Draw out every line with the word "white" from the listing below.
[Exercise materials Boundary: Start]
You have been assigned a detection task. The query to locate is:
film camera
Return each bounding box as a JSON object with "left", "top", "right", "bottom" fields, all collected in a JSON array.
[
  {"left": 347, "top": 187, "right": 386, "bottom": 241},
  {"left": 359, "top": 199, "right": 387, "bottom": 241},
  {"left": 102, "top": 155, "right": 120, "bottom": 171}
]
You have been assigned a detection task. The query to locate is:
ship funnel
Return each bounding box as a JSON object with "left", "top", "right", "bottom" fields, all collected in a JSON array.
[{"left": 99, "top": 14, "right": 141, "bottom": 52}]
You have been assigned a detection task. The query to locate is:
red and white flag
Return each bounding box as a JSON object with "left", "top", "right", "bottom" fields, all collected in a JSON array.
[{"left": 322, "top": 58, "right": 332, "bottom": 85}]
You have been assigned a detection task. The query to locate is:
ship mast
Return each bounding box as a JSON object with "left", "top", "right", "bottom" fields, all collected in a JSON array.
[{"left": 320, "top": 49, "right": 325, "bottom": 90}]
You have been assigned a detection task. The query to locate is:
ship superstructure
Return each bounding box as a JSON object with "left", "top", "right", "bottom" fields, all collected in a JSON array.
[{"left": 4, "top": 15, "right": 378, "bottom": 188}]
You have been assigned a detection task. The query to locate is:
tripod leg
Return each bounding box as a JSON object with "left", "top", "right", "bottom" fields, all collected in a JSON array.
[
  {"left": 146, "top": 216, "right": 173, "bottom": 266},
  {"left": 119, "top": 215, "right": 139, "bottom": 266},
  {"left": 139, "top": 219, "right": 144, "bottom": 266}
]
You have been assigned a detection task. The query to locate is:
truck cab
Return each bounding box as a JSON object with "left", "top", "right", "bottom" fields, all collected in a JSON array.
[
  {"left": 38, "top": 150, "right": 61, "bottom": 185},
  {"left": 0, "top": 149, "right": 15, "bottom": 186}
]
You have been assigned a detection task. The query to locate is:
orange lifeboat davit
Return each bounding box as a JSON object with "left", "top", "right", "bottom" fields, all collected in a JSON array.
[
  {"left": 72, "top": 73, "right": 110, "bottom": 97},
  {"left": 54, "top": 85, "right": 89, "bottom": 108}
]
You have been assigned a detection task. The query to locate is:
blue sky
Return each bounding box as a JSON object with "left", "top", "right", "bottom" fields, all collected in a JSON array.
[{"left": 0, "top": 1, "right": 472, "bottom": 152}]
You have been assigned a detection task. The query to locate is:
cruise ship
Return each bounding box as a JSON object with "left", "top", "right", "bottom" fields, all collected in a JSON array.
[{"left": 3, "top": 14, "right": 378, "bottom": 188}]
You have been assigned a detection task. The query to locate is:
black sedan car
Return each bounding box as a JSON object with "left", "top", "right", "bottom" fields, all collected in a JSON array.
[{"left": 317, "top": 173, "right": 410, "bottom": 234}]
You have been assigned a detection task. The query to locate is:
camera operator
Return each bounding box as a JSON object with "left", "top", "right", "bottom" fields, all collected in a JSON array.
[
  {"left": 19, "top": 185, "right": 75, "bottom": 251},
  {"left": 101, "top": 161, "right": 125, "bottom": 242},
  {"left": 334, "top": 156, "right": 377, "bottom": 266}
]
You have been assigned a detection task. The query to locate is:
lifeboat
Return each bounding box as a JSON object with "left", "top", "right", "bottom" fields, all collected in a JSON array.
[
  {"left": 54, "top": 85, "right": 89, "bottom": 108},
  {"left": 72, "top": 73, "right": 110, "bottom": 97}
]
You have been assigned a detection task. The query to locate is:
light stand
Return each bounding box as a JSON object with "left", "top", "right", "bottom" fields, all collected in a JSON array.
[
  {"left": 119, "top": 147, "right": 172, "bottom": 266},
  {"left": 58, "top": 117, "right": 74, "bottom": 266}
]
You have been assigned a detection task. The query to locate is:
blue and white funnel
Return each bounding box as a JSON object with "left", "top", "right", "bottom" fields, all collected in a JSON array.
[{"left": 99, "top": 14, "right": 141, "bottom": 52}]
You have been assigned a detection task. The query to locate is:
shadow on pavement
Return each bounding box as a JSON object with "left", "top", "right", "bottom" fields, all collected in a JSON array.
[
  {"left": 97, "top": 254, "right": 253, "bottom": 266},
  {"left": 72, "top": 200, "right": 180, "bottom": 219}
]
[Exercise materials Boundary: End]
--- Written response ---
red and white flag
blue and white funnel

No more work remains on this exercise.